Исходный отрывок:
########
И вот тогда‑то я поверила: еще не все потеряно. Люди, от которых исходит добро, могут сделать многое.
Фильм, фильм, фильм
У Липатова есть повесть, по которой Мазурок написала сценарий под названием «Деревенский детектив» для студии Горького, ориентируясь главным образом на Жарова. Анискин — обаятельный участковый, который заменяет всю советскую власть в той деревне, где живет. Такой хороший, правильный. Татьяна Пельтцер играет его жену. А я — продавщицу Дуську.
Для меня эта Дуська в какой‑то степени была продолжением нилинской «Жучки». Хотя, конечно, Нилин писал лучше, глубже, интереснее, чем Мазурок.
К тому же по сценарию Дуська толстая, грубая, грудастая матершинница. Но мне эта грубость не нравилась, мне казалось, что Дуську можно сделать тоньше, интереснее. Она, как и Нонна Павловна, внешне разбитная, веселая, певунья, от мужиков отбоя нет, а на самом деле одинока и неустроенна. Все с ней погуливают, выпивку приносят, а жениться никто не женится. А Анискин к ней хорошо относится. Говорит, что она добрая и честная, хотя раньше подозревал, что она зарабатывает пять копеек на каждом поллитре.
########
Записи:
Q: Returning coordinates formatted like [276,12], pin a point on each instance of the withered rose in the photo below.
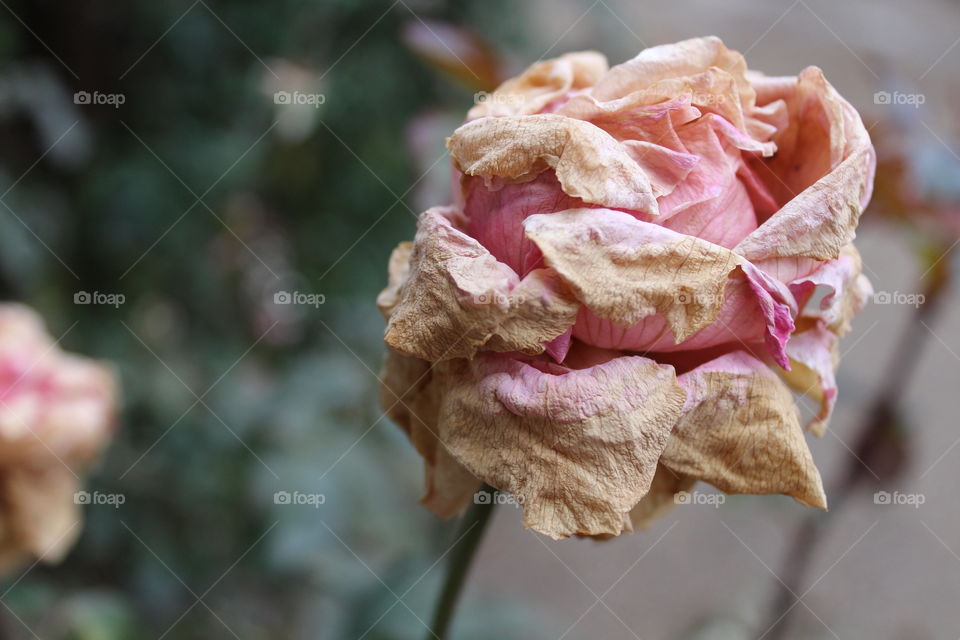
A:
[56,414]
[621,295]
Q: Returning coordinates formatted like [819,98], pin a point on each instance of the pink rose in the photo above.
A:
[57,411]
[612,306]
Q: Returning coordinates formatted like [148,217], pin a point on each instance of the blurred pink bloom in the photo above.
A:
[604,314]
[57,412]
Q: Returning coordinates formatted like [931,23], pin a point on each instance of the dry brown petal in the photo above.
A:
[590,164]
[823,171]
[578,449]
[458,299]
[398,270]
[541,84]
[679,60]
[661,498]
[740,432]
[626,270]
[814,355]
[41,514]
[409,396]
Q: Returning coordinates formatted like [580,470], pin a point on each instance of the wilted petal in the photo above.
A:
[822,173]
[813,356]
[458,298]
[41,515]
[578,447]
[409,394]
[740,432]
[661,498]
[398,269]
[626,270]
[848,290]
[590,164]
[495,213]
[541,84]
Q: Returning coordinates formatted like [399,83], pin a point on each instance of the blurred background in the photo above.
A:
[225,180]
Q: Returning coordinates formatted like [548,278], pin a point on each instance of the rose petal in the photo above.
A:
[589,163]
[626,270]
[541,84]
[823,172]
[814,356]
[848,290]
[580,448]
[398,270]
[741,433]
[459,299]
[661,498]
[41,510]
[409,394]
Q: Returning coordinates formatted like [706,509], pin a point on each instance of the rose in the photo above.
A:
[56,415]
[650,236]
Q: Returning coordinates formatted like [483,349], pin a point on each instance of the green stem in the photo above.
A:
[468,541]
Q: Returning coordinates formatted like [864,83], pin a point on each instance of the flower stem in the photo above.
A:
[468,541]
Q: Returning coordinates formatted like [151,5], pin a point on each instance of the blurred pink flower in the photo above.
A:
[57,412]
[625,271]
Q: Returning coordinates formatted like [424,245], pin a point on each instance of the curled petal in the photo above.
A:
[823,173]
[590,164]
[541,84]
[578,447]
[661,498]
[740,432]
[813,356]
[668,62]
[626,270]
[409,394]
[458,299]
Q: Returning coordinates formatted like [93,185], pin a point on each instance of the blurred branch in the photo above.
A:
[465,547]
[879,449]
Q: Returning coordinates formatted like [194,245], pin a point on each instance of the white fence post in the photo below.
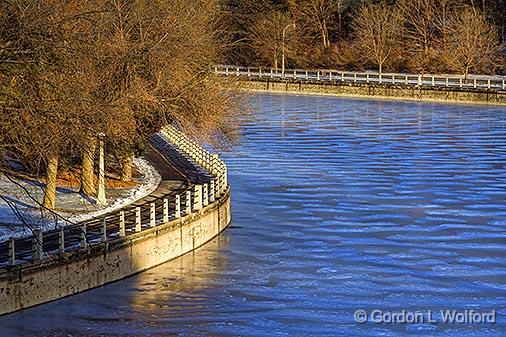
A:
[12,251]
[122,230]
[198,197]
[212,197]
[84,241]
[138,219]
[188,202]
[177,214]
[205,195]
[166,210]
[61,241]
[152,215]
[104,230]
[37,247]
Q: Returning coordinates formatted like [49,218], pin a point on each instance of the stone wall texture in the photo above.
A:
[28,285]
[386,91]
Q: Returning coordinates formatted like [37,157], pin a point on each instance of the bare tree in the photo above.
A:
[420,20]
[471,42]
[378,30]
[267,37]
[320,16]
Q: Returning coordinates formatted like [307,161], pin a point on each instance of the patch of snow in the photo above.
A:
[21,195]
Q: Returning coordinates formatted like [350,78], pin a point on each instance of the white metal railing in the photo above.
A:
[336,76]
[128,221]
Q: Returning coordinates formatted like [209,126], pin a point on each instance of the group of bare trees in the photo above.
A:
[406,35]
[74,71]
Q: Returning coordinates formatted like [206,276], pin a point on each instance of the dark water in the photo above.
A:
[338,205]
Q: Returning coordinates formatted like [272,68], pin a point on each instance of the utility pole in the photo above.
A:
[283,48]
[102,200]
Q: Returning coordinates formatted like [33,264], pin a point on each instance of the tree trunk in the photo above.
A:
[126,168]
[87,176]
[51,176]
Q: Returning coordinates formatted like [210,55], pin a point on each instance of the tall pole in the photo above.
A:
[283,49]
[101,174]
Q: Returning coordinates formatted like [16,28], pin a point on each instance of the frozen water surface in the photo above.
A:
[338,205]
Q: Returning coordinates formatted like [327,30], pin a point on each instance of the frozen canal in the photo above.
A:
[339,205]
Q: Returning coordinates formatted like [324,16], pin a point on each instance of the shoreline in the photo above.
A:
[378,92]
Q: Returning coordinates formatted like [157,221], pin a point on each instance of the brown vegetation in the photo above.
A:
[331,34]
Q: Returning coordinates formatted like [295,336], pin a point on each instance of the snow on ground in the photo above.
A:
########
Вопросы и задания:
#1 Ответьте на вопросы по отрывку:
(a) Для какой студии Мазурок написала сценарий «Деревенский детектив»?
(b) Продолжением чего в какой‑то степени была Дуська?
(c) В чем раньше Анискин подозревал Дуську?
#2 Пожалуйста, измените отрывок: перепишите участок от «Фильм, фильм, фильм» до «интереснее, чем Мазурок.», заменив «Мазурок» на «сценаристка».

Ответы ниже:
#1
(a) Для студии Горького.
(b) Нилинской «Жучки».
(c) Что она зарабатывает пять копеек на каждом поллитре.

#2
Фильм, фильм, фильм
У Липатова есть повесть, по которой сценаристка написала сценарий под названием «Деревенский детектив» для студии Горького, ориентируясь главным образом на Жарова. Анискин — обаятельный участковый, который заменяет всю советскую власть в той деревне, где живет. Такой хороший, правильный. Татьяна Пельтцер играет его жену. А я — продавщицу Дуську.
Для меня эта Дуська в какой‑то степени была продолжением нилинской «Жучки». Хотя, конечно, Нилин писал лучше, глубже, интереснее, чем сценаристка.